Task prompt: Can you reproduce the rows word for word, starting at the line that contains "Labeling batch C. For the image above, tag the ice" and stopping after the line that contains "Labeling batch C. For the image above, tag the blue"?

[Records from a data-collection effort]
++++++++++++++++++++

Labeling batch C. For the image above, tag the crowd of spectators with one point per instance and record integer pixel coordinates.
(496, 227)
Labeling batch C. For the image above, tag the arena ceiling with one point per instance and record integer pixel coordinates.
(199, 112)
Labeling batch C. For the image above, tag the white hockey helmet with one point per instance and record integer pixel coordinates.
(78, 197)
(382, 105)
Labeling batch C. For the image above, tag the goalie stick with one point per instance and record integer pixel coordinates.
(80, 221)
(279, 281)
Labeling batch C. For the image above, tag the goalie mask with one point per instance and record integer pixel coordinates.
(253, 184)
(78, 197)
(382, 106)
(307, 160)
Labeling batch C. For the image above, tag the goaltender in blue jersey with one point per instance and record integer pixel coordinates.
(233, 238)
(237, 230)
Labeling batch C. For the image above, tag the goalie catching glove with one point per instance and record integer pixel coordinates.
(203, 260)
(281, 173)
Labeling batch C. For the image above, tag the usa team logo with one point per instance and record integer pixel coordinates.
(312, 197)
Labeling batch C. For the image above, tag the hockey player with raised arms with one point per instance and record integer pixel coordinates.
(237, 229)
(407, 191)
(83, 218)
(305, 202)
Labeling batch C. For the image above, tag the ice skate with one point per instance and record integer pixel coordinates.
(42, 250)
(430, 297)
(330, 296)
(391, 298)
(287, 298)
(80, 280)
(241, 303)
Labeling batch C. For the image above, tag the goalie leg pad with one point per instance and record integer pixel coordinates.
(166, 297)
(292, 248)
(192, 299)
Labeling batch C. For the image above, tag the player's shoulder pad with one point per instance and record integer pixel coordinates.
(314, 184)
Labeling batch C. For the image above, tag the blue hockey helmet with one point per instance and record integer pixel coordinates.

++++++++++++++++++++

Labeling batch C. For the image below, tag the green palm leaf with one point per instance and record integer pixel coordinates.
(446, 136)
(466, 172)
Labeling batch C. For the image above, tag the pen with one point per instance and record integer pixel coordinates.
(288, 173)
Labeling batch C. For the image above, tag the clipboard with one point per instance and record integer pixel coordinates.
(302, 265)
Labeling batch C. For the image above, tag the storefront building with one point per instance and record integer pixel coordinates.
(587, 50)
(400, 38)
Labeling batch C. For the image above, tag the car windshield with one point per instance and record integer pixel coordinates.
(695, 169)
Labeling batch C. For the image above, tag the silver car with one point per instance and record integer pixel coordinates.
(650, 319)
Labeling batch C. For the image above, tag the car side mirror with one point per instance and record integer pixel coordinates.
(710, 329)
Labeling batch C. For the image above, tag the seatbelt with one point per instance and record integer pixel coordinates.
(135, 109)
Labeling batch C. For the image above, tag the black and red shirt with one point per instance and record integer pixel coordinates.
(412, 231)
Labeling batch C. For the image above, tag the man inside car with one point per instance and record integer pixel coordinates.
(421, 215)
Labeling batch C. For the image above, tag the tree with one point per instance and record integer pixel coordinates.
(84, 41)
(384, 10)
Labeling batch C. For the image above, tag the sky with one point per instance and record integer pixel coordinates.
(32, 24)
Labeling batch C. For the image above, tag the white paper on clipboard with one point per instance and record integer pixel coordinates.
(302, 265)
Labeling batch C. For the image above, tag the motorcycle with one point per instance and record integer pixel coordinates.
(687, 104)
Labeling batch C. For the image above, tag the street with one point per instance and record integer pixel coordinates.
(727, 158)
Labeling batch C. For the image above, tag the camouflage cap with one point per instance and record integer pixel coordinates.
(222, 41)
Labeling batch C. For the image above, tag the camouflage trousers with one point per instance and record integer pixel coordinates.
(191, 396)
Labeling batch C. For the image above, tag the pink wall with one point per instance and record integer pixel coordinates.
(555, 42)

++++++++++++++++++++

Exercise solution:
Labeling batch C. For the image above, tag the ice skate with one point per instance and record integer pixel coordinates.
(42, 250)
(430, 297)
(330, 296)
(391, 298)
(287, 298)
(80, 280)
(241, 303)
Labeling batch C. For the image above, tag the goalie leg pad with one point per instance and record integer pixel coordinates.
(166, 297)
(292, 248)
(192, 299)
Labeling batch C. For the image above, tag the player's shoulder pad with one point per instance and record integer pixel coordinates.
(314, 184)
Labeling batch C. For the image above, tag the blue hockey helmet with one point per instance and record integer pixel coordinates.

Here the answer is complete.